[WHAT YOU ARE ASKED TO DO] Repeat the entire listing exactly.

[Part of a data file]
<<<<

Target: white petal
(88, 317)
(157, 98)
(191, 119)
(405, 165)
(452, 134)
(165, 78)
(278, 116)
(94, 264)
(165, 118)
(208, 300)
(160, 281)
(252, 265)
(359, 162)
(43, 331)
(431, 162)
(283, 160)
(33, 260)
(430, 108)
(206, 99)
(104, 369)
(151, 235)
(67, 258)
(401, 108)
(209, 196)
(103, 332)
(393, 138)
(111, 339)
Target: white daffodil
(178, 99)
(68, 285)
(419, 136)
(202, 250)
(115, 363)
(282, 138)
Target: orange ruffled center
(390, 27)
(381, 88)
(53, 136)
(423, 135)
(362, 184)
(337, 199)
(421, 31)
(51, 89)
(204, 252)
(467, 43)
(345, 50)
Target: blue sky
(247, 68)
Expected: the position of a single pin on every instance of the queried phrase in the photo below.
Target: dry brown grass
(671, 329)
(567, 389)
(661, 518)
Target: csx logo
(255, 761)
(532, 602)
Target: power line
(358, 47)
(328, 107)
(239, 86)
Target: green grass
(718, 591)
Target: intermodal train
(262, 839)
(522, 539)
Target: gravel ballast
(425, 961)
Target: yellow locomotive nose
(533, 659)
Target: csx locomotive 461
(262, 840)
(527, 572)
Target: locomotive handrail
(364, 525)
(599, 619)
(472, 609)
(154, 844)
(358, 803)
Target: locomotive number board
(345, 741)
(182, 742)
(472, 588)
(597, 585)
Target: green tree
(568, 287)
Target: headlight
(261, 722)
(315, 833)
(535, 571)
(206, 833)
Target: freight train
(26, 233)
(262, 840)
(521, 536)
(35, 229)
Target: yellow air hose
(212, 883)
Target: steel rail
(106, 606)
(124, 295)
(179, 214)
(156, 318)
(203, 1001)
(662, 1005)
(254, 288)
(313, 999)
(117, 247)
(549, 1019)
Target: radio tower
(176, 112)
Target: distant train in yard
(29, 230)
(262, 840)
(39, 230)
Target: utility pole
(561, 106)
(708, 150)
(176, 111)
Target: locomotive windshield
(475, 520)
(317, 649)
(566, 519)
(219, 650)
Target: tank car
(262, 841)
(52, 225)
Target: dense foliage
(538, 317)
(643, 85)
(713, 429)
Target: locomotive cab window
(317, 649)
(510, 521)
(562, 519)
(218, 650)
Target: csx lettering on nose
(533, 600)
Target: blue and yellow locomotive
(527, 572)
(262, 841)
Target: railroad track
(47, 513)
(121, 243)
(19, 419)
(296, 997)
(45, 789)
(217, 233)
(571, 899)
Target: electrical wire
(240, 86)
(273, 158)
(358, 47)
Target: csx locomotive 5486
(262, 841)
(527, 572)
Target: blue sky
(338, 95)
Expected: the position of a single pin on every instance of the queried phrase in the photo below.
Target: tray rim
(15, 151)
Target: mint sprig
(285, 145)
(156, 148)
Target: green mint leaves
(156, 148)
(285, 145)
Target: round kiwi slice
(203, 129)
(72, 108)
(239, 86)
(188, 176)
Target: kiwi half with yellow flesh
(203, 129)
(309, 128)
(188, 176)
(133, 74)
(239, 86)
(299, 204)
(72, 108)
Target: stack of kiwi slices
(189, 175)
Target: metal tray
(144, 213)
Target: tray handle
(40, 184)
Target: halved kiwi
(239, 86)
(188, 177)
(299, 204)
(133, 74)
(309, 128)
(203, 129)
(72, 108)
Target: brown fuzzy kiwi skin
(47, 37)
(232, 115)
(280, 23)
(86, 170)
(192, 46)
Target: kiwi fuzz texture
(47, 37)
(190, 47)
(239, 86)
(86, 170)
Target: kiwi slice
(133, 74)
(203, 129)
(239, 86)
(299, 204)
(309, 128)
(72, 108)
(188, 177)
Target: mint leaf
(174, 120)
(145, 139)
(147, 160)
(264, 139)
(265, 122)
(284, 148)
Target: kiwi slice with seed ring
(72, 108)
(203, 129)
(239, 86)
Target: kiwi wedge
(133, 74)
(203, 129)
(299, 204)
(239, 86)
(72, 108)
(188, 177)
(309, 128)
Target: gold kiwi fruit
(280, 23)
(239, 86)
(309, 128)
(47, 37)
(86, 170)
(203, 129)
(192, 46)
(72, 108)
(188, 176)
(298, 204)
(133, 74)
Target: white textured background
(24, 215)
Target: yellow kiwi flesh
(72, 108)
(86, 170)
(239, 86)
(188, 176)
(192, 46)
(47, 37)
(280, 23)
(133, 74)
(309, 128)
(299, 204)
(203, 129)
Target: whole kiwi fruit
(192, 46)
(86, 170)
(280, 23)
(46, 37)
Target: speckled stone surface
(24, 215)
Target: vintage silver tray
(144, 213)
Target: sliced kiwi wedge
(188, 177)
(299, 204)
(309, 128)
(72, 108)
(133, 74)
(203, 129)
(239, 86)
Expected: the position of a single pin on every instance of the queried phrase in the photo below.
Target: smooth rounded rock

>>>>

[WORKED ANSWER]
Target: white petal
(88, 317)
(157, 98)
(191, 119)
(405, 165)
(452, 134)
(165, 78)
(278, 116)
(94, 264)
(165, 118)
(208, 300)
(160, 281)
(252, 265)
(359, 162)
(43, 331)
(431, 162)
(283, 160)
(33, 260)
(430, 108)
(206, 99)
(104, 369)
(151, 235)
(67, 258)
(401, 108)
(209, 196)
(103, 332)
(393, 138)
(111, 339)
Target: white daffodil
(178, 99)
(68, 285)
(419, 136)
(202, 250)
(115, 363)
(282, 138)
Target: orange ruffled center
(390, 27)
(381, 88)
(53, 136)
(423, 135)
(362, 184)
(337, 199)
(421, 31)
(51, 89)
(204, 252)
(467, 43)
(345, 50)
Target: blue sky
(247, 68)
Expected: the position of a single pin on every instance of the queried phrase in the photo below.
Target: dry brown grass
(671, 329)
(567, 389)
(661, 518)
Target: csx logo
(255, 761)
(532, 602)
Target: power line
(358, 47)
(328, 107)
(239, 86)
Target: green grass
(718, 591)
Target: intermodal train
(262, 839)
(522, 539)
Target: gravel ballast
(425, 961)
Target: yellow locomotive nose
(533, 659)
Target: csx locomotive 461
(262, 840)
(527, 572)
Target: locomotive handrail
(364, 525)
(599, 619)
(472, 609)
(154, 844)
(358, 803)
Target: locomotive number board
(345, 741)
(182, 742)
(472, 588)
(597, 585)
Target: green tree
(568, 287)
Target: headlight
(261, 722)
(315, 833)
(535, 571)
(206, 833)
Target: freight train
(26, 233)
(262, 840)
(521, 536)
(35, 229)
Target: yellow air hose
(212, 883)
Target: steel rail
(106, 606)
(124, 295)
(179, 214)
(156, 318)
(203, 1001)
(662, 1005)
(254, 288)
(313, 999)
(117, 247)
(549, 1019)
Target: radio tower
(176, 112)
Target: distant train in yard
(29, 230)
(262, 840)
(39, 230)
Target: utility pole
(561, 106)
(708, 150)
(176, 111)
Target: locomotive windshield
(475, 520)
(317, 649)
(566, 519)
(219, 650)
Target: tank car
(262, 841)
(52, 225)
Target: dense foliage
(538, 317)
(643, 85)
(713, 429)
Target: locomotive cab window
(317, 649)
(510, 521)
(562, 519)
(218, 650)
Target: csx lettering on nose
(533, 600)
Target: blue and yellow locomotive
(527, 572)
(262, 841)
Target: railroad track
(47, 513)
(121, 243)
(19, 419)
(296, 997)
(45, 789)
(217, 233)
(571, 899)
Target: electrical wire
(240, 86)
(273, 158)
(358, 47)
Target: csx locomotive 5486
(262, 841)
(527, 572)
Target: blue sky
(338, 95)
Expected: the position of a single pin on every instance of the queried phrase in the photo below.
Target: tray rim
(15, 151)
Target: mint sprig
(285, 145)
(156, 148)
Target: green mint leaves
(156, 148)
(285, 145)
Target: round kiwi slice
(203, 129)
(72, 108)
(239, 86)
(188, 176)
Target: kiwi half with yellow flesh
(203, 129)
(309, 128)
(188, 176)
(133, 74)
(239, 86)
(299, 204)
(72, 108)
Target: stack of kiwi slices
(189, 175)
Target: metal tray
(144, 213)
Target: tray handle
(40, 184)
Target: halved kiwi
(239, 86)
(188, 177)
(299, 204)
(133, 74)
(309, 128)
(203, 129)
(72, 108)
Target: brown fuzzy kiwi skin
(47, 37)
(232, 115)
(280, 23)
(86, 170)
(192, 46)
Target: kiwi fuzz texture
(47, 37)
(190, 47)
(239, 86)
(86, 170)
Target: kiwi slice
(133, 74)
(203, 129)
(239, 86)
(299, 204)
(309, 128)
(72, 108)
(188, 177)
Target: mint leaf
(174, 120)
(145, 139)
(147, 160)
(264, 139)
(265, 122)
(284, 148)
Target: kiwi slice with seed ring
(72, 108)
(203, 129)
(239, 86)
Target: kiwi wedge
(133, 74)
(203, 129)
(299, 204)
(239, 86)
(72, 108)
(188, 177)
(309, 128)
Target: gold kiwi fruit
(280, 23)
(239, 86)
(309, 128)
(47, 37)
(86, 170)
(203, 129)
(192, 46)
(72, 108)
(188, 176)
(298, 204)
(133, 74)
Target: white textured background
(24, 215)
Target: yellow kiwi flesh
(72, 108)
(86, 170)
(239, 86)
(188, 176)
(192, 46)
(47, 37)
(280, 23)
(133, 74)
(309, 128)
(299, 204)
(203, 129)
Target: whole kiwi fruit
(192, 46)
(86, 170)
(280, 23)
(46, 37)
Target: speckled stone surface
(24, 215)
Target: vintage silver tray
(144, 213)
Target: sliced kiwi wedge
(188, 177)
(299, 204)
(309, 128)
(72, 108)
(133, 74)
(203, 129)
(239, 86)
Expected: the position of a single pin on every instance of the queried phrase in the photo below.
Target: smooth rounded rock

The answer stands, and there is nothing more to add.